__What is expected__: Please reproduce the listing below, switching every "photograph" to "image" and keeping everything else unchanged. Leave the pictures out of your answer.

** Begin Data in this exercise **

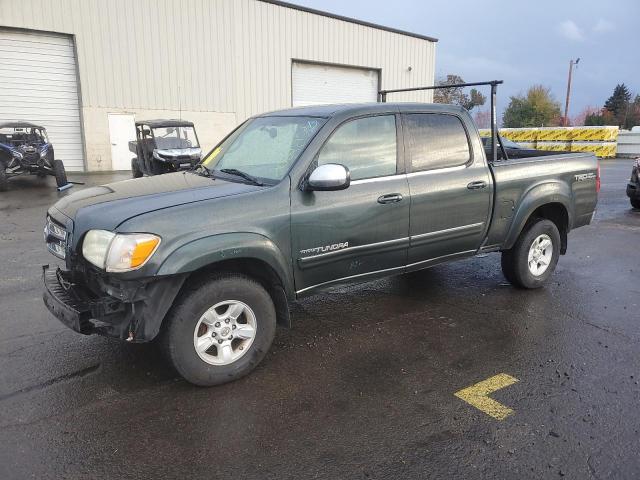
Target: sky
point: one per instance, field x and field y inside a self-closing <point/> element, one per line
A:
<point x="521" y="42"/>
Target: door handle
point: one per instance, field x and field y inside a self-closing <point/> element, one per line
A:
<point x="390" y="198"/>
<point x="477" y="185"/>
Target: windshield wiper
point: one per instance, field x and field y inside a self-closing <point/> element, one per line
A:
<point x="245" y="175"/>
<point x="206" y="169"/>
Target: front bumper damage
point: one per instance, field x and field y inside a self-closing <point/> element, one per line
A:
<point x="131" y="311"/>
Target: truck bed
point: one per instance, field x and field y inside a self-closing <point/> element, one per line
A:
<point x="519" y="183"/>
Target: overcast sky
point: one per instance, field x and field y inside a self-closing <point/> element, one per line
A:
<point x="522" y="43"/>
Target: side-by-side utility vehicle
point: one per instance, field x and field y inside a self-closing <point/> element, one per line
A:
<point x="164" y="146"/>
<point x="25" y="150"/>
<point x="290" y="203"/>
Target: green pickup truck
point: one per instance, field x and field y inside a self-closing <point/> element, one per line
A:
<point x="291" y="202"/>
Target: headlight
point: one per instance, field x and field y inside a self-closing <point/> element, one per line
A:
<point x="119" y="252"/>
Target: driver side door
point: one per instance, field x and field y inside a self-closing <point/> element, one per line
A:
<point x="362" y="231"/>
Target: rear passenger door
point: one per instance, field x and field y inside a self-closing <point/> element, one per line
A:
<point x="362" y="231"/>
<point x="451" y="189"/>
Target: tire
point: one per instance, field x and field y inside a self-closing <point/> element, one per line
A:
<point x="4" y="180"/>
<point x="135" y="169"/>
<point x="186" y="324"/>
<point x="515" y="262"/>
<point x="60" y="173"/>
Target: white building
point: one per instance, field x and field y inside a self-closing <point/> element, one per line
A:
<point x="85" y="69"/>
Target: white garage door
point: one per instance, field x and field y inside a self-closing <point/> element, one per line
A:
<point x="314" y="84"/>
<point x="38" y="84"/>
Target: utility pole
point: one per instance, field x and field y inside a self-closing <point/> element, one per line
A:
<point x="566" y="105"/>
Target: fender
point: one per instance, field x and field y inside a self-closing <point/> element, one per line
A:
<point x="228" y="246"/>
<point x="538" y="195"/>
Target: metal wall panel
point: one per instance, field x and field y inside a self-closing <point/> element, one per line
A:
<point x="38" y="84"/>
<point x="226" y="56"/>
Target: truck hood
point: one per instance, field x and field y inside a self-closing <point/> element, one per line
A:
<point x="107" y="206"/>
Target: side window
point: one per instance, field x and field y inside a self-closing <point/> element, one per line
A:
<point x="435" y="141"/>
<point x="366" y="146"/>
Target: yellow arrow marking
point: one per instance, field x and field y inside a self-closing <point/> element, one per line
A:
<point x="478" y="395"/>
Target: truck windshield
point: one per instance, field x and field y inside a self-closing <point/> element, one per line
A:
<point x="264" y="147"/>
<point x="175" y="137"/>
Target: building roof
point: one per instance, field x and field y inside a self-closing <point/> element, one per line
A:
<point x="349" y="19"/>
<point x="159" y="123"/>
<point x="19" y="125"/>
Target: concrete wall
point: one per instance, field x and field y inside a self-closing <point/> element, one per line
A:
<point x="629" y="144"/>
<point x="217" y="61"/>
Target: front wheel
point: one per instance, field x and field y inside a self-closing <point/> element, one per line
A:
<point x="534" y="257"/>
<point x="60" y="173"/>
<point x="219" y="330"/>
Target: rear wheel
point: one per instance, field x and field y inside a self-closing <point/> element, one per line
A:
<point x="135" y="168"/>
<point x="534" y="257"/>
<point x="4" y="180"/>
<point x="219" y="330"/>
<point x="60" y="173"/>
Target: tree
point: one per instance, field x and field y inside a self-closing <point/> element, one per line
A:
<point x="483" y="119"/>
<point x="538" y="108"/>
<point x="618" y="103"/>
<point x="633" y="115"/>
<point x="581" y="117"/>
<point x="456" y="95"/>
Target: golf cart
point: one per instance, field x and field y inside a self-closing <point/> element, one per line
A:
<point x="164" y="146"/>
<point x="24" y="150"/>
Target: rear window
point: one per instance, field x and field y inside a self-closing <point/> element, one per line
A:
<point x="436" y="141"/>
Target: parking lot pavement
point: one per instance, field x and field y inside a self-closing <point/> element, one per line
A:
<point x="363" y="385"/>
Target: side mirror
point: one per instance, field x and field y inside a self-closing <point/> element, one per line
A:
<point x="330" y="176"/>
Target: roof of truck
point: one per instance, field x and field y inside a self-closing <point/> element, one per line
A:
<point x="19" y="125"/>
<point x="159" y="123"/>
<point x="326" y="111"/>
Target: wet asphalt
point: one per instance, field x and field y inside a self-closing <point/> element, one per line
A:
<point x="361" y="387"/>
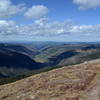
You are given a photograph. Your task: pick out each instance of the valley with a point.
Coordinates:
(21, 60)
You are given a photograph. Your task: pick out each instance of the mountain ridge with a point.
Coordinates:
(76, 82)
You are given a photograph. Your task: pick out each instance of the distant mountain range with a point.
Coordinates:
(77, 82)
(31, 58)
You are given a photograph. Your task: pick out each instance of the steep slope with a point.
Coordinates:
(77, 82)
(13, 63)
(21, 48)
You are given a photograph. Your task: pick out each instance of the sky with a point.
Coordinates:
(50, 20)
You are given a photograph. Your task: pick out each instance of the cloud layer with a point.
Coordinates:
(37, 11)
(87, 4)
(44, 29)
(7, 9)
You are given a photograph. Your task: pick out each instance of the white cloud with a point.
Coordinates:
(36, 11)
(8, 9)
(87, 4)
(42, 29)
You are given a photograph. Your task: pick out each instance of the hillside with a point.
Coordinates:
(77, 82)
(14, 63)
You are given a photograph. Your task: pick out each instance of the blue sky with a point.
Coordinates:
(57, 20)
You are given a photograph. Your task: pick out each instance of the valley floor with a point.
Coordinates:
(77, 82)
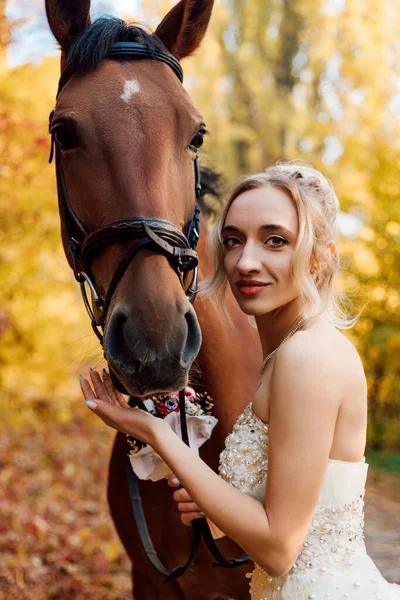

** End Data in this exercise **

__Output of the task__:
Target: sky
point: one per instance, field x and field y inside a self-closing <point/> element, one per line
A:
<point x="521" y="42"/>
Target: door handle
point: one per instance, field x and field y inside a self-closing <point/> element, one per line
A:
<point x="390" y="198"/>
<point x="477" y="185"/>
Target: windshield wiper
point: one per instance, field x and field y inside a self-closing <point/> element, one per line
A:
<point x="245" y="175"/>
<point x="206" y="169"/>
Target: front bumper damage
point: one per instance, field x and field y inside a self-closing <point/> element, one per line
A:
<point x="131" y="311"/>
Target: truck bed
point: one per instance, field x and field y inside a self-closing <point/> element, one per line
A:
<point x="519" y="183"/>
Target: overcast sky
point: one per instance, field x and field y inside a self-closing <point/> element, one per line
A:
<point x="522" y="43"/>
Target: side-by-side utility vehicle
point: one per instance, field x and field y inside a self-closing <point/> element, one per line
A:
<point x="164" y="146"/>
<point x="25" y="150"/>
<point x="290" y="203"/>
Target: green pickup truck
point: one per instance, field x and field y inside a self-closing <point/> element, one per line
A:
<point x="291" y="202"/>
Target: headlight
point: one per instance, field x and field y inside a self-closing <point/> element, one per line
A:
<point x="119" y="252"/>
Target: driver side door
point: one per instance, field x and field y inside a self-closing <point/> element, one per line
A:
<point x="362" y="231"/>
Target: rear passenger door
point: one per instance, field x and field y inside a self-closing <point/> element, one per line
A:
<point x="362" y="231"/>
<point x="451" y="189"/>
Target: tire
point: one per instance, field x and field y inside a self-closing <point/> element, one per line
A:
<point x="4" y="180"/>
<point x="135" y="169"/>
<point x="186" y="324"/>
<point x="515" y="262"/>
<point x="60" y="173"/>
Target: white building
point: one per instance, field x and field y inside a self-closing <point/> element, one per line
A:
<point x="85" y="69"/>
Target: white garage door
point: one per instance, field x and field y inside a self-closing <point/> element, one per line
A:
<point x="314" y="84"/>
<point x="38" y="84"/>
Target: utility pole
point: one per instance, field x and field y inside a self-closing <point/> element, one per line
A:
<point x="566" y="105"/>
Target: fender
point: one per instance, field x and field y inside a self-closing <point/> element, one per line
A:
<point x="228" y="246"/>
<point x="538" y="195"/>
Target: metal wall panel
point: one per instance, field x and field y inside a self-closing <point/> element, one per line
A:
<point x="38" y="84"/>
<point x="226" y="56"/>
Target: truck hood
point: one per instance, field x and field y inside a self-closing <point/> element, one per line
A:
<point x="107" y="206"/>
Target: side window
point: one per instance, field x and field y inside a self-closing <point/> element, one per line
A:
<point x="435" y="141"/>
<point x="366" y="146"/>
Target: yellow arrow marking
point: one per instance, field x and field y inside a self-closing <point/> element, one per line
A:
<point x="478" y="395"/>
Target: truck windshield
point: one per instance, field x and field y inside a self-closing <point/> element, one per line
A:
<point x="264" y="147"/>
<point x="175" y="137"/>
Target: building roof
point: one per instance, field x and field y inside a self-closing <point/> element, one per line
A:
<point x="349" y="19"/>
<point x="159" y="123"/>
<point x="19" y="125"/>
Target: concrete wall
point: one per instance, field x and field y inside a self-closing <point/> element, one per line
A:
<point x="629" y="144"/>
<point x="217" y="61"/>
Target: front wheel
point: one per instance, field x and field y inside a self-closing <point/> element, one per line
A:
<point x="534" y="257"/>
<point x="60" y="173"/>
<point x="219" y="330"/>
Target: rear wheel
point: one per instance, field x and field y inside a self-closing <point/> element, one per line
A:
<point x="135" y="168"/>
<point x="534" y="257"/>
<point x="4" y="180"/>
<point x="219" y="330"/>
<point x="60" y="173"/>
Target: tree
point: one per instance, field x and field y inside a self-closing <point/> element, one per line
A:
<point x="483" y="119"/>
<point x="538" y="108"/>
<point x="618" y="103"/>
<point x="633" y="115"/>
<point x="581" y="117"/>
<point x="456" y="95"/>
Target: golf cart
point: one per instance, field x and field y inside a self-closing <point/> element, one per line
A:
<point x="164" y="146"/>
<point x="24" y="150"/>
Target: rear window
point: one per instance, field x and field y inside a self-closing <point/> element, one per line
A:
<point x="436" y="141"/>
Target: parking lot pavement
point: one per instance, field x and field y inside a self-closing <point/> element, one per line
A:
<point x="363" y="385"/>
Target: side mirror
point: one per instance, field x and field y inside a self-closing <point/> element, one per line
A:
<point x="330" y="176"/>
Target: roof of truck
point: one per instance, field x and field y inside a self-closing <point/> element, one per line
A:
<point x="19" y="125"/>
<point x="159" y="123"/>
<point x="326" y="111"/>
Target: wet asphalt
point: one per instance, field x and field y inside a self-closing <point/> element, one per line
A:
<point x="361" y="387"/>
You are given a image. Your task: pick out each instance of the valley with a point.
Coordinates:
(21, 60)
You are given a image. Your task: pick out each instance of the mountain ridge with a point.
Coordinates:
(76, 82)
You are given a image. Your task: pick out each instance of the distant mountain range with a point.
Coordinates:
(77, 82)
(31, 58)
You are given a image. Your task: pick out each instance of the steep slope with a point.
Coordinates:
(77, 82)
(13, 63)
(21, 48)
You are given a image. Your task: pick out each instance of the sky with a point.
Coordinates:
(50, 20)
You are given a image. Your task: pick out each instance of the cloud layer with a point.
Coordinates:
(37, 11)
(87, 4)
(44, 29)
(7, 9)
You are given a image. Your task: pick out each instance of the white cloud with a point.
Coordinates:
(36, 11)
(8, 9)
(87, 4)
(42, 29)
You are given a image. Your task: pick out each instance of the hillside with a point.
Coordinates:
(77, 82)
(14, 63)
You are given a image. Your task: pick out each instance of the blue sky with a point.
Coordinates:
(57, 20)
You are given a image. Your task: pick out each instance of the valley floor with a point.
Coordinates:
(77, 82)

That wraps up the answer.